The computed data was subjected to descriptive statistics, Kruskal Wallis test for assessing between group differences and Mann-Whitney test for pairwise comparison, using SPSS 16.0 version with 95% confidence interval and 5% significance level.
Age and accuracy on Twenty Questions task
Across the three groups a statistically significant difference (H(2)= 21.284 , p= 0.000) in the accuracy scores were observed, with a mean rank of 42.86 for young adults, 34.43 for middle aged adults and 18.71 for old aged adults. Old aged adults obtained the lowest accuracy scores (Median= 0.333) than middle aged adults (Median= 0.6667), U= 103, p= 0.002 and young adults (Median= 1), U= 58.500, p= 0.000 as depicted in figure 1.
Figure 1: Average accuracy scores on Twenty Questions task across the three adult age groups
Note: AvAcc=Average accuracy scores; YA=Young adults; MA=Middle aged adults and OA=Old aged adults
Figure 2: Average total number of questions on Twenty Questions task across the three adult age groups
Note: AVTQ=Average total number of questions; YA= Young adults; MA= Middle aged adults and OA= Old aged adults
Age and number of questions for correct identification on Twenty Questions task
Based on the descriptive statistics as shown in figure 2, the number of questions asked was slightly higher by the old aged adults than the other two groups. However, no statistically significant age effects were observed (p> 0.05).
Age and type of the questions generated on Twenty Questions task.
The median values for each of the question types asked by the participants of the three groups, has been depicted in the box plots as shown in figure 3, 4 and 5. As seen in figure 3 and 4, the middle aged adults generated significantly higher number of constraint and pseudoconstraint questions than the young and old aged adults, respectively. However, there were no statistically significant group effects (p>0.05). There was a statistically significant difference (H(2)= 13.239, p= 0.001) in the number of hypothesis scanning questions, as evident in figure 5 across the three groups with a mean rank of 24.69 for young adults, 27.57 for middle aged adults and 43.74 for old aged adults. Old aged adults asked more number of hypothesis scanning questions (Median= 6.1667) than middle aged adults (Median= 3), U= 105, p= 0.004 and young adults (Median= 3. 6667), U= 89.5, p= 0.001.
________________
* _Work required_: List each abbreviation defined in the figure notes of the Twenty Questions results, with its meaning. You won't need the rows to do this.

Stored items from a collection
________________
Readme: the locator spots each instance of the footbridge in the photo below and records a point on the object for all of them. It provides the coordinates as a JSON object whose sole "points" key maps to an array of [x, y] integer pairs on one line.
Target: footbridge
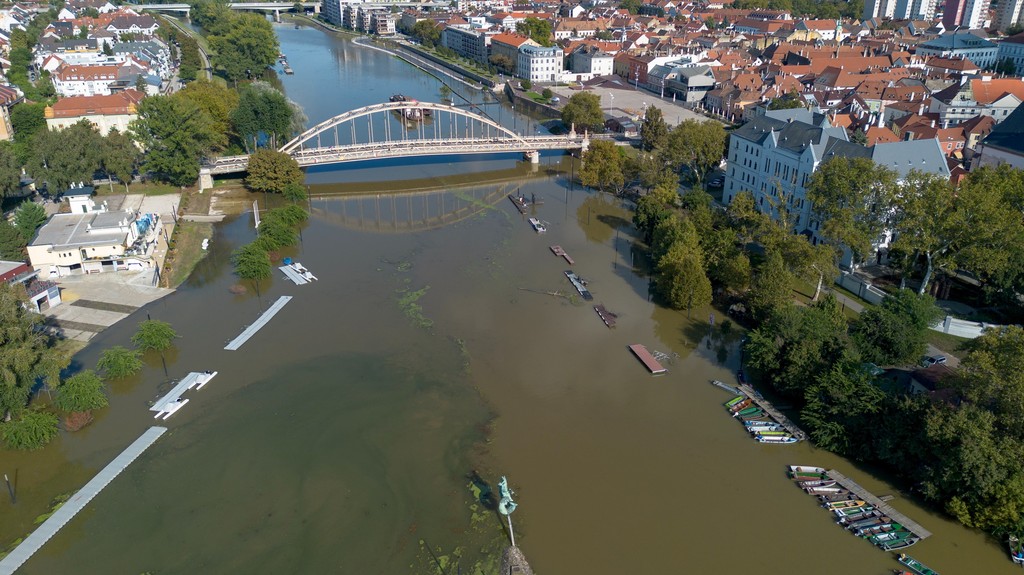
{"points": [[402, 129]]}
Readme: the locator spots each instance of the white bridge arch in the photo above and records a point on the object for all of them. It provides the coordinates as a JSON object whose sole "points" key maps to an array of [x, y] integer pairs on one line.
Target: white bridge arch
{"points": [[404, 129]]}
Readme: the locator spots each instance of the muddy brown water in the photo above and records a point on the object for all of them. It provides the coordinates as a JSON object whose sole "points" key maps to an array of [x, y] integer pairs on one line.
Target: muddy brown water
{"points": [[339, 439]]}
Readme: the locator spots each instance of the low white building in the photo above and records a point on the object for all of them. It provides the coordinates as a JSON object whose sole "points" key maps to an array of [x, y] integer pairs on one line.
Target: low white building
{"points": [[539, 63], [93, 240], [961, 44]]}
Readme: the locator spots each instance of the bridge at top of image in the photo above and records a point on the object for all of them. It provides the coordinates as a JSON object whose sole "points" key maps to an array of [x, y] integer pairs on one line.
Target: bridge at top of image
{"points": [[403, 129], [283, 6]]}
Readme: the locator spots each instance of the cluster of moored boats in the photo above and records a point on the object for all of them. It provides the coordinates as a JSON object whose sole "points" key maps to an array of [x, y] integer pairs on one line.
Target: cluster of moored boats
{"points": [[757, 422], [857, 516]]}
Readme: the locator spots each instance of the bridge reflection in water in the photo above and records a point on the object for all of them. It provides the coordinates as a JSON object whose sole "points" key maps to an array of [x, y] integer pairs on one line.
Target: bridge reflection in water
{"points": [[406, 212]]}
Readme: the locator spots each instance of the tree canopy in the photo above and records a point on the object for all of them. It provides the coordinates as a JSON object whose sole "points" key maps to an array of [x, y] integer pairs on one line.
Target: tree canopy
{"points": [[176, 134], [584, 112]]}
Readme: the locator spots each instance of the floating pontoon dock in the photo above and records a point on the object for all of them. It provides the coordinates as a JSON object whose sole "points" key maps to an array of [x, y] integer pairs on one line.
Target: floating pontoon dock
{"points": [[606, 316], [259, 323], [647, 359], [557, 250], [727, 387], [775, 413], [883, 506], [171, 402], [77, 502], [298, 274]]}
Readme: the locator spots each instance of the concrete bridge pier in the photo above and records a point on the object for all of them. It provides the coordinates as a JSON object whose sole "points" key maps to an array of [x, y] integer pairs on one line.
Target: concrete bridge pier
{"points": [[205, 180]]}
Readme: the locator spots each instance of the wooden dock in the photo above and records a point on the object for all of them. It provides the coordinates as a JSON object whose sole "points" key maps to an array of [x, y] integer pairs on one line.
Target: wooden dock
{"points": [[77, 502], [259, 323], [606, 316], [557, 250], [171, 402], [883, 506], [771, 410], [647, 359]]}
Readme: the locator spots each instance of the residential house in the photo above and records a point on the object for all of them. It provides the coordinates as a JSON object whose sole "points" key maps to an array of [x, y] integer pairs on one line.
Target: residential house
{"points": [[773, 158], [1005, 144], [1012, 49], [966, 45], [114, 112], [540, 63], [471, 44], [984, 95]]}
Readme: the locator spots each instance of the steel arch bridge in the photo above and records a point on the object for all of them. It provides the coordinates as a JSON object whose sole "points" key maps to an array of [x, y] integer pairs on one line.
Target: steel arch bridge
{"points": [[404, 129]]}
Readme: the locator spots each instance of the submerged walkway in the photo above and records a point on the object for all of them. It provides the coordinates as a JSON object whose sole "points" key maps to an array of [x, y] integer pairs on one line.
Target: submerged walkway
{"points": [[883, 506], [259, 323], [77, 502], [775, 413]]}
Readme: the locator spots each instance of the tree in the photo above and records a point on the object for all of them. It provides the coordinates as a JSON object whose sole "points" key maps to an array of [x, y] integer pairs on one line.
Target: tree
{"points": [[154, 335], [62, 157], [991, 376], [272, 171], [426, 32], [771, 289], [119, 362], [252, 263], [11, 242], [294, 191], [538, 30], [175, 135], [247, 49], [31, 430], [25, 353], [262, 111], [653, 130], [895, 332], [695, 145], [216, 100], [28, 218], [81, 392], [602, 166], [853, 197], [681, 277], [786, 101], [584, 112], [975, 228], [10, 172], [120, 157]]}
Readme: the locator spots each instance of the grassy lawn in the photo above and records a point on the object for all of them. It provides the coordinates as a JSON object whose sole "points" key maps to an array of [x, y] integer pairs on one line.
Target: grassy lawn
{"points": [[945, 342], [186, 252]]}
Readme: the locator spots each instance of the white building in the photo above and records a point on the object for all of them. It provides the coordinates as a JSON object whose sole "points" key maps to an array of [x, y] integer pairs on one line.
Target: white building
{"points": [[539, 63], [774, 156], [966, 45], [92, 240]]}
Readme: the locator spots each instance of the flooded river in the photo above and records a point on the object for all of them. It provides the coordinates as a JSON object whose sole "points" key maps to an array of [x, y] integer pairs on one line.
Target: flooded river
{"points": [[442, 339]]}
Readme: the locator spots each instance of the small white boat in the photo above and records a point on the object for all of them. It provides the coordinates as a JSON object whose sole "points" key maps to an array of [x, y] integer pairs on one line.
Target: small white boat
{"points": [[776, 439], [806, 469]]}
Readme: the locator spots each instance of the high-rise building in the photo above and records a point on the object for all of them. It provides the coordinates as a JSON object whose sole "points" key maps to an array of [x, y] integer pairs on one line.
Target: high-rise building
{"points": [[1008, 13], [879, 8], [968, 14], [914, 9]]}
________________
* _Your response_:
- AvAcc: Average accuracy scores
- AVTQ: Average total number of questions
- YA: Young adults
- MA: Middle aged adults
- OA: Old aged adults